### Required tasks
**a.** Please reproduce the part of the child custody opinion below from "ALMAND, Justice." to "its maternal grandparents?" word for word.
**b.** Write the next part of the child custody opinion below, starting after its last sentence.

### Text excerpt
==========
Divorce; custody of child, etc. Richmond Superior Court. Before Judge Hardin.
ALMAND, Justice.
In an action for divorce by the wife on the ground of cruel treatment and a cross-action by the husband on the ground of adultery in which both prayed for custody of their minor child, and a divorce was granted on the husband's cross-petition, there being no evidence to show that the party not in default, the husband, had forfeited, by his alleged cruel treatment, his prima facie right to custody of the child, the court erred in awarding the child to its maternal grandparents.
This writ of error presents but one question: In an action for divorce by the wife on the ground of cruel treatment and a cross-action by the husband on the ground of adultery in which both prayed for the custody of their minor child, and a divorce is granted on the husband's cross-petition, did the court err in awarding the child to its maternal grandparents?
Code 30-127, as amended (Ga. L. 1957, p. 412), provides that "in all cases of divorce granted, the party not in default shall be entitled to the custody of the minor children of the marriage." In the instant case, when a divorce was granted to the husband on his cross-petition, the sole and exclusive right to the custody of the child vested in him. Hill v. Rivers, 200 Ga. 354 (37 SE2d 386). As between the father of the child and third persons this right of custody and control could be lost only in one of the six ways provided in Code 74-108. One of the ways in which a father may lose his parental right to control and custody is by cruel treatment of the child. Unless parental control has been lost by one or more of the ways prescribed by this Code section, the father's prima facie right to the custody and control of his minor child as against the claim of a third person is not subject to legal challenge. Bond v. Norwood, 195 Ga. 383 (24 SE2d 289); Waldrup v. Crane, 203 Ga. 388 (1) (46 SE2d 919); Woods v. Martin, 212 Ga. 405 (1) (93 SE2d 339).
==========
### Record excerpts
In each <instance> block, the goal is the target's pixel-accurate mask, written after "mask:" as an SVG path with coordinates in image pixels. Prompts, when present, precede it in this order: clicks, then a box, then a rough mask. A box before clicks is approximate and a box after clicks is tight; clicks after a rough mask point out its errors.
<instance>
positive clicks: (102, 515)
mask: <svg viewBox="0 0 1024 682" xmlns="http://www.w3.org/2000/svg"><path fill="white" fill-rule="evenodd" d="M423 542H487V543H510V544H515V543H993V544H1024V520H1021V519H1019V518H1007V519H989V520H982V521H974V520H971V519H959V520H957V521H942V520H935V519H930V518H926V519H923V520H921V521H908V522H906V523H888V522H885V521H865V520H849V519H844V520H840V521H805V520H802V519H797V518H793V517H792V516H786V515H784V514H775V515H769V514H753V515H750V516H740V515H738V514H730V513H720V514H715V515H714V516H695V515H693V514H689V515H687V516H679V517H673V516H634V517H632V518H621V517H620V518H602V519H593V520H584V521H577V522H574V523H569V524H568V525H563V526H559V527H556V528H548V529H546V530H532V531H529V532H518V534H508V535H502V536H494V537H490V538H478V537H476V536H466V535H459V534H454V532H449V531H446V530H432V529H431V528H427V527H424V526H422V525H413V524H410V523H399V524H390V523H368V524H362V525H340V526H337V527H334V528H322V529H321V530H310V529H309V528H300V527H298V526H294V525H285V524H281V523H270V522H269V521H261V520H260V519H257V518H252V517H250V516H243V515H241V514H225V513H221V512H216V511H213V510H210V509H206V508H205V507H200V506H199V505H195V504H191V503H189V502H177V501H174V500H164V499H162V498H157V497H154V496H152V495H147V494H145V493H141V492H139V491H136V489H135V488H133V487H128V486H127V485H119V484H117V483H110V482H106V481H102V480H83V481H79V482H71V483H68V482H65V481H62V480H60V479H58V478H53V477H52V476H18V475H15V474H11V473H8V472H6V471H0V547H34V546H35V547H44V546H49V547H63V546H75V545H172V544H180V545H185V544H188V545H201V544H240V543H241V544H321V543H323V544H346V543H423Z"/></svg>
==========
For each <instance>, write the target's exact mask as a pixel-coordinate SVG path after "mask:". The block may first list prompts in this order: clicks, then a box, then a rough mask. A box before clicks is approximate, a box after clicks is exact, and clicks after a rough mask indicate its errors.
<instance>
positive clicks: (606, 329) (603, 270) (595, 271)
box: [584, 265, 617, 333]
==========
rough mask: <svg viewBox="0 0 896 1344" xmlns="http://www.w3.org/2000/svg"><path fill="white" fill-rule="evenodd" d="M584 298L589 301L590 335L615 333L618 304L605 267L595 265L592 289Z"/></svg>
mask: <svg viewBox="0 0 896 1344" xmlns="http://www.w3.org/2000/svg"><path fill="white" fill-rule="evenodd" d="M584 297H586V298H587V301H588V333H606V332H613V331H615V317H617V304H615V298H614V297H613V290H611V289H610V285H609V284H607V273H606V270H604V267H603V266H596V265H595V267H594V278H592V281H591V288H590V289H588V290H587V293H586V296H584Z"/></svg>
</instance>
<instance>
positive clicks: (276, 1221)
==========
### Answers for this exercise
**a.**
ALMAND, Justice.
In an action for divorce by the wife on the ground of cruel treatment and a cross-action by the husband on the ground of adultery in which both prayed for custody of their minor child, and a divorce was granted on the husband's cross-petition, there being no evidence to show that the party not in default, the husband, had forfeited, by his alleged cruel treatment, his prima facie right to custody of the child, the court erred in awarding the child to its maternal grandparents.
This writ of error presents but one question: In an action for divorce by the wife on the ground of cruel treatment and a cross-action by the husband on the ground of adultery in which both prayed for the custody of their minor child, and a divorce is granted on the husband's cross-petition, did the court err in awarding the child to its maternal grandparents?

**b.**
It is the contention of the mother, the defendant in error, that the plaintiff in error, the father, has lost his right to the custody of the child by reason of his cruel treatment. We therefore look to the evidence to determine whether it is legally sufficient to support this claim. All the evidence that relates to the charge of cruelty was adduced on the divorce trial. The mother, testifying as to an occurrence of more than one year prior to the separation, said: ". . . he was very violent toward me and the baby. He was fussing; he was throwing off on my people--the way they had everything they wanted, and especially on my baby brother. He's just four years old now, and he threw off on him and we got in an argument about it, and he knocked me over the living room stove, and I had the baby in my arms. Over the stove she went too, but she didn't get hurt because I managed to keep her from hitting her head." After a separation and a reconciliation, to this question, "During this period of reconciliation while you were living together . . . how did he evidence his attitude toward the child?", she gave the following answer: "That's the only treated us is when he knocked me down with her in my arms, but he was never loving toward her. He never gave her the proper affection a father should give a baby, but other than that be didn't mistreat her. He was just cold toward her." On cross-examination she testified: "After we had been out celebrating about going back together, he drove off into the woods onto a dirt road close by his mother's house and he tried to choke me there . . . Yes, that was the first time. The second time was when he knocked me over the heater and I had Gwen in my arms, but I managed to fall so she didn't hurt herself . . . he didn't have the decency to let me put her down." John Barnes, III, her brother, testified that he was present when the plaintiff in error struck his sister: "So my sister stood up and they got to arguing. So John hit my sister and knocked her over the stove with the baby in her arms and the baby hit the floor and started crying. So I went next door and got Mrs. Barnes."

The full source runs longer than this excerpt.